WORK TO DO:
1: In the semiconductor device text, from which side surface of the sealing resin 30 is the second hanger 214 externally exposed?
2: Reproduce word for word the stretch of the semiconductor device text from "A semiconductor device" through "semiconductor element 10.".

DOCUMENT TEXT:
-- START --

In the semiconductor device A30, the first terminal 21 includes the first hanger 213 and the second hanger 214. The first hanger 213 is connected to the first inner portion 211 and is externally exposed from the third side surface 35 of the sealing resin 30. The second hanger 214 is connected to the first inner portion 211 and is externally exposed from the fourth side surface 36 of the sealing resin 30. Herein, each of the first hanger 213 and the second hanger 214 corresponds to the support 84 of the lead frame 80 shown in FIG. 9. With this configuration, even if a portion of the first terminal 82 is separated from the frame body 81 of the lead frame 80 in the manufacturing process of the semiconductor device A30 (see FIG. 29), the sealing resin 30 may be supported by the frame body 81 via the support 84. Further, in the process of forming the protective layer 40 in the manufacturing process of the semiconductor device A30, the protective layer 40 that covers the entirety of a portion of the first terminal 82 (including the entire first end surface 82A) exposed from the sealing resin 30 may be formed by electrolytic plating using the frame body 81 and the support 84 as a conductive path.

In the process of separating a portion of the first terminal 82 from the frame body 81 of the lead frame 80 in the manufacturing process of the semiconductor device A30 (see FIG. 29), the protective layer 40 may be formed while the second terminal 83 is being supported by the frame body 81 via the two connecting portions 85. With this method, the protective layer 40 that covers the entirety of a portion of the second terminal 83 (including the entire second end surface 83A, but excluding an interface between the second terminal 83 and the two connecting portions 85) exposed from the sealing resin 30 may be formed by electrolytic plating using the frame body 81 and the two connecting portions 85 as a conductive path. Here, in the semiconductor device A30, the two cut surfaces 222B formed at the second outer portion 222 of the second terminal 22 are a trace obtained by cutting the two connecting portions 85 after forming the protective layer 40 covering the second terminal 83 by the electrolytic plating.

Fourth Embodiment

A semiconductor device A40 according to a fourth embodiment of the present disclosure will be described with reference to FIGS. 30 to 36. In these figures, the same or similar elements as those of the above-described semiconductor device A10 are denoted by the same reference numerals, and explanation thereof will be omitted. Here, in FIG. 31, for the sake of convenience of understanding, the sealing resin 30 is shown to be transparent. In FIG. 31, the transparent sealing resin 30 is indicated by an imaginary line.

The semiconductor device A40 is different from the semiconductor device A10 in terms of configurations of the first terminal 21, the second terminal 22, and the sealing resin 30. Further, the semiconductor device A40 is different from the semiconductor device A10 in terms of a shape of the semiconductor element 10.

-- END --

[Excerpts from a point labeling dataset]
-- START --

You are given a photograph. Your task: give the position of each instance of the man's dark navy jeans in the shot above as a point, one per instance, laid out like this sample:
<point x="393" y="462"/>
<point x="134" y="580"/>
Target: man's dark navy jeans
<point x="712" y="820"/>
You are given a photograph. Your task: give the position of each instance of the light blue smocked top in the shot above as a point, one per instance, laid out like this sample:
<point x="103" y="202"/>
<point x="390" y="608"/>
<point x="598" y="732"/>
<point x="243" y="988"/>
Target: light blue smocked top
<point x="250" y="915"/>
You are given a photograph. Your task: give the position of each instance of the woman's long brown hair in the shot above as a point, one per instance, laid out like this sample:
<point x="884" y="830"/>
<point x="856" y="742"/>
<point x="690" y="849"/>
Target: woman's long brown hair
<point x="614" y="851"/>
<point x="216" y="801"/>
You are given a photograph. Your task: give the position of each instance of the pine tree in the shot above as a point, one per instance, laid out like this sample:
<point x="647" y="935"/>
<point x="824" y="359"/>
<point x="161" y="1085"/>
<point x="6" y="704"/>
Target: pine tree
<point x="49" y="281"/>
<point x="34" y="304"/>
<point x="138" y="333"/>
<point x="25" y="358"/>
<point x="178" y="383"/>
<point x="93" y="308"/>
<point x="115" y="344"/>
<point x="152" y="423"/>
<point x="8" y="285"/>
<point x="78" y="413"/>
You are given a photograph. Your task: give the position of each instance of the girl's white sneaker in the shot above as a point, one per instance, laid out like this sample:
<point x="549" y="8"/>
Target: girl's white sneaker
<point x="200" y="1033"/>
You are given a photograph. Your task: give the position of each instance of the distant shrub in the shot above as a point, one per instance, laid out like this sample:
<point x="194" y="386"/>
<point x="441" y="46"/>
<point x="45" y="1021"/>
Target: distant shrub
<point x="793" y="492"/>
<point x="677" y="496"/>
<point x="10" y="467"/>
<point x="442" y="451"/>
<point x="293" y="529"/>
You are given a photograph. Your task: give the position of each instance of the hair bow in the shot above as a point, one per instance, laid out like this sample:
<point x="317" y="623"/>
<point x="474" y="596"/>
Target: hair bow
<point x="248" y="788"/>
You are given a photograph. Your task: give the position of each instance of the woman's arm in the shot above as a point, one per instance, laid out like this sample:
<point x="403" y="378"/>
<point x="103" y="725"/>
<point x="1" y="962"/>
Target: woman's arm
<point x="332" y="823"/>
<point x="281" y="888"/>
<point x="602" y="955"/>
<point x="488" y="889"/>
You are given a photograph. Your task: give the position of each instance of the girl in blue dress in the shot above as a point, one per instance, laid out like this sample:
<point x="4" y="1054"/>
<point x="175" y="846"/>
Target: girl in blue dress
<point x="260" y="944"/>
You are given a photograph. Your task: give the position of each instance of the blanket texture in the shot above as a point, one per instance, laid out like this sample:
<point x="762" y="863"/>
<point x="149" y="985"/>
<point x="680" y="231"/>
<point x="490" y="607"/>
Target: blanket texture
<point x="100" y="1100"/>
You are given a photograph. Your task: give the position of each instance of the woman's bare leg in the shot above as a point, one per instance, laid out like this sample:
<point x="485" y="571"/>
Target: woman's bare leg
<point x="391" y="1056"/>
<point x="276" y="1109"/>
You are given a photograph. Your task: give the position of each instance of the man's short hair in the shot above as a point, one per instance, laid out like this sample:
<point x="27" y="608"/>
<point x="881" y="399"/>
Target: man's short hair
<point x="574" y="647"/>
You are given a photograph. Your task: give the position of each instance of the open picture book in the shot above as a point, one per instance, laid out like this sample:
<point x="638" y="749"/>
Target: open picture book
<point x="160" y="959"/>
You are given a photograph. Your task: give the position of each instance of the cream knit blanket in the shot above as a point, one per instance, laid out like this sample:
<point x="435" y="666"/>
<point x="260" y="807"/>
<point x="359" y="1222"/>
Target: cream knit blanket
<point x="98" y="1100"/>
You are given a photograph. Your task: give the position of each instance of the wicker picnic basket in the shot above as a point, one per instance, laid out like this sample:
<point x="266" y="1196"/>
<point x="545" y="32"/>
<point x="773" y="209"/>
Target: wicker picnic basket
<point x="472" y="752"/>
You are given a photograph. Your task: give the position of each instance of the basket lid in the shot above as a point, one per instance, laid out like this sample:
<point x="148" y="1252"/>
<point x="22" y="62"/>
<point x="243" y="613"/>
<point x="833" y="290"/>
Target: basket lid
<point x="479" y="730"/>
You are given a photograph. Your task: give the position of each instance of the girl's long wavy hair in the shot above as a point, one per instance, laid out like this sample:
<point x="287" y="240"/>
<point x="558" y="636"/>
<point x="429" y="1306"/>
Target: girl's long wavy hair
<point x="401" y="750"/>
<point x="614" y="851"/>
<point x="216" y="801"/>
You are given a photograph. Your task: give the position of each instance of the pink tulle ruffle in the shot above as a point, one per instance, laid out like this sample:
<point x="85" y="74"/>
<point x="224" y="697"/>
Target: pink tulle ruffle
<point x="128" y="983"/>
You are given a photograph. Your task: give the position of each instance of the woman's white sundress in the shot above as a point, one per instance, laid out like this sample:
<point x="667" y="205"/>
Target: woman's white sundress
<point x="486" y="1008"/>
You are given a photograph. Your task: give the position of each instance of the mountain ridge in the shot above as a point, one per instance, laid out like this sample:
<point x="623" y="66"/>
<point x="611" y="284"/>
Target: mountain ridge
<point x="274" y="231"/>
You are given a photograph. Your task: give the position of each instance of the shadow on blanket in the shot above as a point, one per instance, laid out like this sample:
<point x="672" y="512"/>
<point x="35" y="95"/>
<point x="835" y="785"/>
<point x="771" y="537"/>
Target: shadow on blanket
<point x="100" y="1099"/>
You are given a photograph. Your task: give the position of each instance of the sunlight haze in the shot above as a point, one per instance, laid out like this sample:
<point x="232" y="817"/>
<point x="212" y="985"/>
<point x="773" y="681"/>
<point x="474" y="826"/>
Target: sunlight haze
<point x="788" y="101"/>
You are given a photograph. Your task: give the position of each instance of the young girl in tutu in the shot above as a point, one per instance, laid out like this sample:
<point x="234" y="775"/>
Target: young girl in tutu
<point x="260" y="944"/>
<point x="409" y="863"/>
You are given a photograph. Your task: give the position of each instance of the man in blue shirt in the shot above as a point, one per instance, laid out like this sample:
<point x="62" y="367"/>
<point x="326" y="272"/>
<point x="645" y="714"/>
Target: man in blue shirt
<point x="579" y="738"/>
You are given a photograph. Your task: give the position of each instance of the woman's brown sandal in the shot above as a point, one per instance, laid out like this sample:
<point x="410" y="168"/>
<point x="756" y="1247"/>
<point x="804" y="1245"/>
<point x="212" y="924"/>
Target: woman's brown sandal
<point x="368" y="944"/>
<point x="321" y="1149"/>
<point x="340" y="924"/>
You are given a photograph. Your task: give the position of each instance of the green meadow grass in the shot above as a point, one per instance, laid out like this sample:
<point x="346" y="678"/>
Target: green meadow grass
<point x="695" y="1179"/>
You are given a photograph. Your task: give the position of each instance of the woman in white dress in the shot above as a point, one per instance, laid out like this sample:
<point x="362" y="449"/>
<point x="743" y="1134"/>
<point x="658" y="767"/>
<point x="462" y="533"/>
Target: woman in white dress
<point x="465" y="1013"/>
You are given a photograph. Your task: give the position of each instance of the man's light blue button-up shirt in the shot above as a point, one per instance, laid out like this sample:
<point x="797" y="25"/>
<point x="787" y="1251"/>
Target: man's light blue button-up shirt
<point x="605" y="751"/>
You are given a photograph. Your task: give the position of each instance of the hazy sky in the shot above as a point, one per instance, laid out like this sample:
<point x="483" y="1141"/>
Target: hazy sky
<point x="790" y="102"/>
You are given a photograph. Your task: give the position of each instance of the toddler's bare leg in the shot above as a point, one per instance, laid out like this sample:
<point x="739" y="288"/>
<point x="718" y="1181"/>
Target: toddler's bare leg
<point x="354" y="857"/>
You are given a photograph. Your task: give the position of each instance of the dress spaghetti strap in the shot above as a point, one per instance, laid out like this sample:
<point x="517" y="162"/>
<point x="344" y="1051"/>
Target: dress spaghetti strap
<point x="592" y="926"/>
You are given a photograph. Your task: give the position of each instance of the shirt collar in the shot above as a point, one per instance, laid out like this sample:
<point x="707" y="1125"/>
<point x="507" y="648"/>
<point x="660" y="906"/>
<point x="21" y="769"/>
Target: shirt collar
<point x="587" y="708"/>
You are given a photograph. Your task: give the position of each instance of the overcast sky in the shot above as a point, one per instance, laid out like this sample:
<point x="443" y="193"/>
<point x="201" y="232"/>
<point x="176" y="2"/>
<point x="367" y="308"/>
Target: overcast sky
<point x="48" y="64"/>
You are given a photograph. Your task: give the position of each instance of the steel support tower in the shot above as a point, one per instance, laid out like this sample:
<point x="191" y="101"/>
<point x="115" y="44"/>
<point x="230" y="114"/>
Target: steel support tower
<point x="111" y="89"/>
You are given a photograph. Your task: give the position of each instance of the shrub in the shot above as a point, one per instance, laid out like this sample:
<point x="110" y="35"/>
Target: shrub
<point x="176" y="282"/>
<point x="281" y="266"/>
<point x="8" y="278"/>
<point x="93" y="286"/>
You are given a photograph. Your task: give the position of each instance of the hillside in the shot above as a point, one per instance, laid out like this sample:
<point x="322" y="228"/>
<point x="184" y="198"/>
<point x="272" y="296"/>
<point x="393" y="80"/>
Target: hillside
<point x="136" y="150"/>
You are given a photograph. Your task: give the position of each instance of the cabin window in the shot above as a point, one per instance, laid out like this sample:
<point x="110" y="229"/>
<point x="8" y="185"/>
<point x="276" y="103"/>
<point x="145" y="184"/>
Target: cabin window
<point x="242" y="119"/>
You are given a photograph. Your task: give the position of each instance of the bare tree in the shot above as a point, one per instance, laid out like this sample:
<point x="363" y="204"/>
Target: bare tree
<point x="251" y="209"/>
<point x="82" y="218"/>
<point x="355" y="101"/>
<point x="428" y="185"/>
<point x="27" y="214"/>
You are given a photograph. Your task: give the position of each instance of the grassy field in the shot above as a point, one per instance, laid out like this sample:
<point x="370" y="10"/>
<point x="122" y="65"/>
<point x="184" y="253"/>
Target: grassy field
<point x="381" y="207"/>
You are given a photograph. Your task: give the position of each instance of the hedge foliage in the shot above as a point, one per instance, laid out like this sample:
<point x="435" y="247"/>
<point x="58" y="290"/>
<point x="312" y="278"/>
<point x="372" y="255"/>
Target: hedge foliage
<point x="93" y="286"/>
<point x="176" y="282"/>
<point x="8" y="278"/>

-- END --
-- START --

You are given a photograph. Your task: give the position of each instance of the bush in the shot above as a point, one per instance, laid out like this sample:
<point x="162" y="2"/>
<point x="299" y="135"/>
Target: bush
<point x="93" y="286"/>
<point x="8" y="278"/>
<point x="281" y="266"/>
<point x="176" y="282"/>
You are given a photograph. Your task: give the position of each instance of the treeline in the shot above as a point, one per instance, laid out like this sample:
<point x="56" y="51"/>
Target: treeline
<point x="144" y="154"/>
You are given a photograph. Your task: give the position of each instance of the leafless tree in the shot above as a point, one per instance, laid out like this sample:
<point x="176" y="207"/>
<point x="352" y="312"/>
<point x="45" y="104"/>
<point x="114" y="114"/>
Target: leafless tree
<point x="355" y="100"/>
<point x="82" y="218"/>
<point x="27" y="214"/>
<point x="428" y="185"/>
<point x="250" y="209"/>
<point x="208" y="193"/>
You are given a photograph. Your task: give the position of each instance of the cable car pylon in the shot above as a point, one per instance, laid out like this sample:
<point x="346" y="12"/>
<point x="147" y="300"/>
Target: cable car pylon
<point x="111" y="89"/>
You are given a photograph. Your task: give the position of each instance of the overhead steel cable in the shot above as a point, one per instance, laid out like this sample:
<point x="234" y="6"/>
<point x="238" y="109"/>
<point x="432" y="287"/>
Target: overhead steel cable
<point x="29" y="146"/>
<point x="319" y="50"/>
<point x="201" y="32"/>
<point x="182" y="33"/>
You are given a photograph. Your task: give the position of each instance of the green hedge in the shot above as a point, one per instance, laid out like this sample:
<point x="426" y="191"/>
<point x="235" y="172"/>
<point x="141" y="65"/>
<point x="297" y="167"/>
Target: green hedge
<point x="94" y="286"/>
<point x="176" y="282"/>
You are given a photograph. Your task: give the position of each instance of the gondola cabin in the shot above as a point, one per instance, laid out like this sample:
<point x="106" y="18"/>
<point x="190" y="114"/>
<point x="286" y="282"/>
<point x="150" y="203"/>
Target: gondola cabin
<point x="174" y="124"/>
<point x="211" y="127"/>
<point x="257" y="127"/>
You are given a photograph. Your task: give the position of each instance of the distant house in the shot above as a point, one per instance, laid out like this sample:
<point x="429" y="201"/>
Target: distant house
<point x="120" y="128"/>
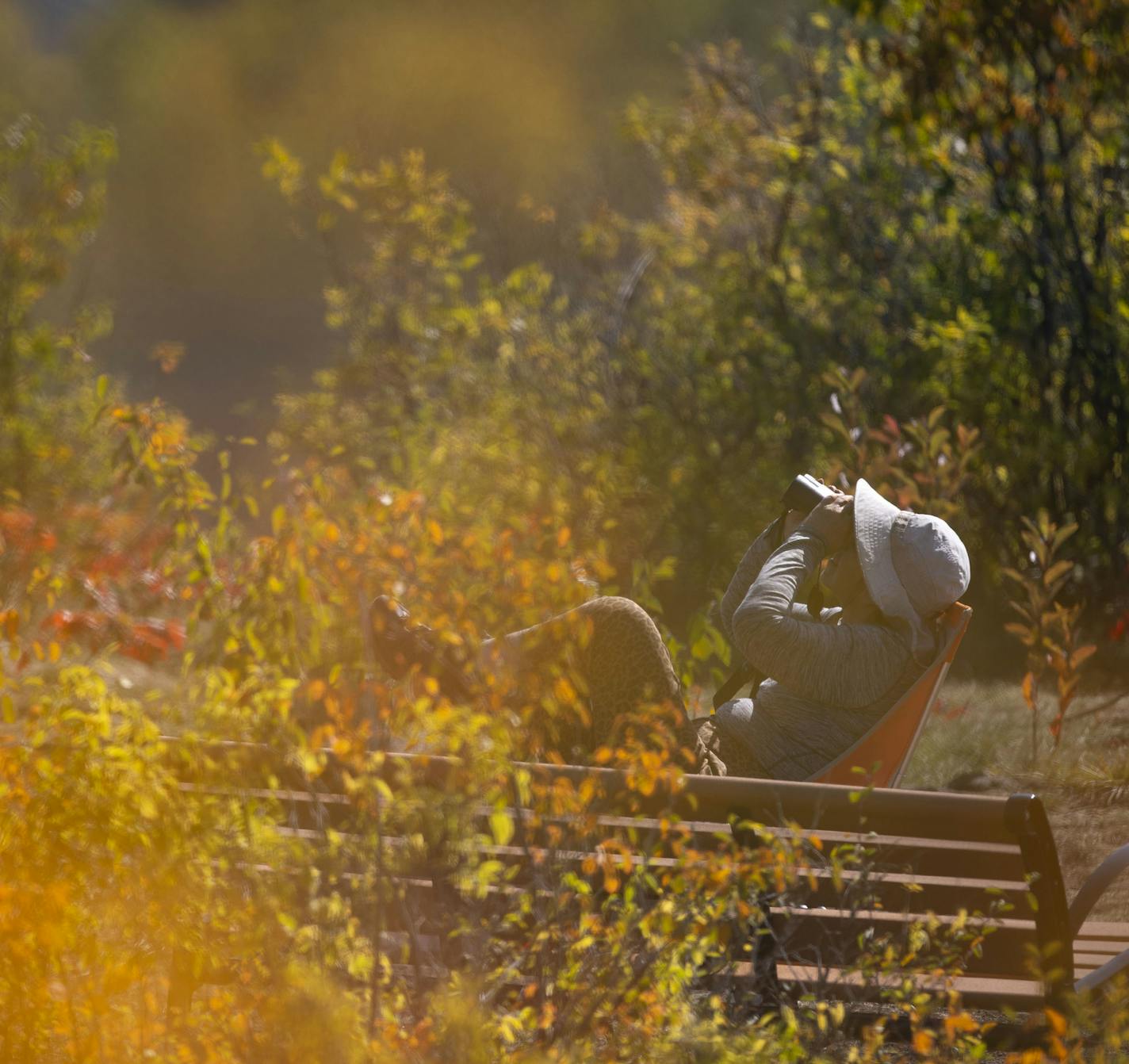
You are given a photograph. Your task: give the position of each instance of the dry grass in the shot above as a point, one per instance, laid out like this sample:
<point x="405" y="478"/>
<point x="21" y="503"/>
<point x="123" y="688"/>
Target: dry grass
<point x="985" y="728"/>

-- END --

ANSWERS IN ORDER:
1: The fourth side surface 36.

2:
A semiconductor device A40 according to a fourth embodiment of the present disclosure will be described with reference to FIGS. 30 to 36. In these figures, the same or similar elements as those of the above-described semiconductor device A10 are denoted by the same reference numerals, and explanation thereof will be omitted. Here, in FIG. 31, for the sake of convenience of understanding, the sealing resin 30 is shown to be transparent. In FIG. 31, the transparent sealing resin 30 is indicated by an imaginary line.

The semiconductor device A40 is different from the semiconductor device A10 in terms of configurations of the first terminal 21, the second terminal 22, and the sealing resin 30. Further, the semiconductor device A40 is different from the semiconductor device A10 in terms of a shape of the semiconductor element 10.